## DIE AUFGABE
Gib die folgenden Zeilen in allen Datensätzen erneut aus und tausche dabei "rough mask" gegen "initial mask". Alles andere muss unverändert bleiben.

Gesammelte Daten

===============

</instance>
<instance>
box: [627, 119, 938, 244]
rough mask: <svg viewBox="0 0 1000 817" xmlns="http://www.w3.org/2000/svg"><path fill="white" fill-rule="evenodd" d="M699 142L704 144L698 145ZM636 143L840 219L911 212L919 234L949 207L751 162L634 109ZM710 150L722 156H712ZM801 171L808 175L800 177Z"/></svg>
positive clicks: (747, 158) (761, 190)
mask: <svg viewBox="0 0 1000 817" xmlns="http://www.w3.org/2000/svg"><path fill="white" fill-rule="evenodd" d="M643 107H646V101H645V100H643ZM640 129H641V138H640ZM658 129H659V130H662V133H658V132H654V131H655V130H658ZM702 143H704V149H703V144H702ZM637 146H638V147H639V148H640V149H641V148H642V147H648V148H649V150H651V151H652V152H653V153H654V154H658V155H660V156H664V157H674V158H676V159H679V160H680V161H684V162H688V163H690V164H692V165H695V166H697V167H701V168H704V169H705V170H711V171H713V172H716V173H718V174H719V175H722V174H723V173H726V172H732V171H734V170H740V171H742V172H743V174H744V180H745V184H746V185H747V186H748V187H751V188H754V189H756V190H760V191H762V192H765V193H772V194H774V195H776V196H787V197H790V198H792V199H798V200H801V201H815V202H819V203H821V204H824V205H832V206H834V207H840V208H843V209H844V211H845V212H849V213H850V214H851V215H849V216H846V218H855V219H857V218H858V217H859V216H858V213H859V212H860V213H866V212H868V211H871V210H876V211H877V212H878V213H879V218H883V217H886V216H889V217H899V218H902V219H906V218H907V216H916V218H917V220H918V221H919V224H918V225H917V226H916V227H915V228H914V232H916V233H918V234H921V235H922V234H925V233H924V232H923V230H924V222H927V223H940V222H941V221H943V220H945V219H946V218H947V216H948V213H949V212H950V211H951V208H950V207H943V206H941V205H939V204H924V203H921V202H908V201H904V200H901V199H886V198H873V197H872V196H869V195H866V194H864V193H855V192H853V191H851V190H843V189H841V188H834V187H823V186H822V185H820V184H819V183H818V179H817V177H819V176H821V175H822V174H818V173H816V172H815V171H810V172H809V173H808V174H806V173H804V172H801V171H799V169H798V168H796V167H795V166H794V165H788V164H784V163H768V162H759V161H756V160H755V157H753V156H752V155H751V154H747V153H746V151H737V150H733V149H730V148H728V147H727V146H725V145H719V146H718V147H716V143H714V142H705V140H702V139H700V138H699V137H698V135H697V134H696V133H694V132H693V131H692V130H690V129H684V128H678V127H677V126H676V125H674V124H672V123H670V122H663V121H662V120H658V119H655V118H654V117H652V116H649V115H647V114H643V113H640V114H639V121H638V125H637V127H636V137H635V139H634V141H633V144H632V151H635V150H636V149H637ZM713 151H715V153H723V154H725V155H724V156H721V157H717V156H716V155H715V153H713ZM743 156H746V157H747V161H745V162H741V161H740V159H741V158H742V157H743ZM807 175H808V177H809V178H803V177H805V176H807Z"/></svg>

===============

## ERGEBNIS
</instance>
<instance>
box: [627, 119, 938, 244]
initial mask: <svg viewBox="0 0 1000 817" xmlns="http://www.w3.org/2000/svg"><path fill="white" fill-rule="evenodd" d="M699 142L704 144L698 145ZM636 143L840 219L911 212L919 234L949 207L751 162L634 109ZM710 150L722 156H712ZM801 171L808 175L800 177Z"/></svg>
positive clicks: (747, 158) (761, 190)
mask: <svg viewBox="0 0 1000 817" xmlns="http://www.w3.org/2000/svg"><path fill="white" fill-rule="evenodd" d="M643 107H646V101H645V100H643ZM640 129H641V138H640ZM658 129H659V130H662V133H658V132H654V131H655V130H658ZM702 143H704V149H703V144H702ZM637 146H638V147H639V148H640V149H641V148H642V147H648V148H649V150H651V151H652V152H653V153H654V154H658V155H660V156H664V157H674V158H676V159H679V160H680V161H684V162H688V163H690V164H692V165H695V166H697V167H701V168H704V169H705V170H711V171H713V172H716V173H718V174H719V175H722V174H723V173H726V172H732V171H734V170H740V171H742V172H743V174H744V180H745V184H746V185H747V186H748V187H751V188H754V189H756V190H760V191H762V192H765V193H772V194H774V195H776V196H787V197H790V198H792V199H798V200H801V201H815V202H819V203H821V204H824V205H832V206H834V207H840V208H843V209H844V211H845V212H849V213H850V214H851V215H849V216H846V218H855V219H857V218H858V217H859V216H858V213H859V212H860V213H866V212H868V211H871V210H876V211H877V212H878V213H879V218H883V217H886V216H889V217H899V218H902V219H906V218H907V216H916V218H917V220H918V221H919V224H918V225H917V226H916V227H915V228H914V232H916V233H918V234H921V235H922V234H925V233H924V232H923V230H924V222H927V223H940V222H941V221H943V220H945V219H946V218H947V216H948V213H949V212H950V211H951V208H950V207H943V206H941V205H939V204H924V203H921V202H908V201H904V200H901V199H886V198H873V197H872V196H869V195H866V194H864V193H855V192H853V191H851V190H843V189H841V188H834V187H823V186H822V185H820V184H819V183H818V179H817V177H819V176H821V175H822V174H818V173H816V172H815V171H810V172H809V173H808V174H806V173H804V172H801V171H799V169H798V168H796V167H795V166H794V165H788V164H784V163H768V162H759V161H756V160H755V157H753V156H752V155H751V154H747V153H746V151H737V150H733V149H730V148H728V147H727V146H725V145H719V146H718V147H716V143H714V142H705V140H702V139H700V138H699V137H698V135H697V134H696V133H694V132H693V131H692V130H690V129H684V128H678V127H677V126H676V125H674V124H672V123H670V122H663V121H662V120H658V119H655V118H654V117H652V116H649V115H647V114H643V113H640V114H639V121H638V125H637V127H636V137H635V139H634V141H633V144H632V151H635V150H636V149H637ZM713 151H715V153H723V154H725V155H724V156H721V157H717V156H716V155H715V153H713ZM743 156H746V157H747V161H745V162H741V161H740V159H741V158H742V157H743ZM807 175H808V177H809V178H803V177H805V176H807Z"/></svg>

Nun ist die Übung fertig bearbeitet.